» Written exercise: Give an exact copy of every line, leaving images out.
[Start of Provided material]
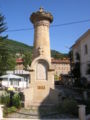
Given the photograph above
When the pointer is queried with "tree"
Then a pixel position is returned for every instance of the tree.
(27, 59)
(7, 61)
[End of Provided material]
» Exercise response:
Given the photograph above
When the pointer is queried with "tree"
Then a pixel position is returned for every instance of the tree.
(27, 59)
(7, 61)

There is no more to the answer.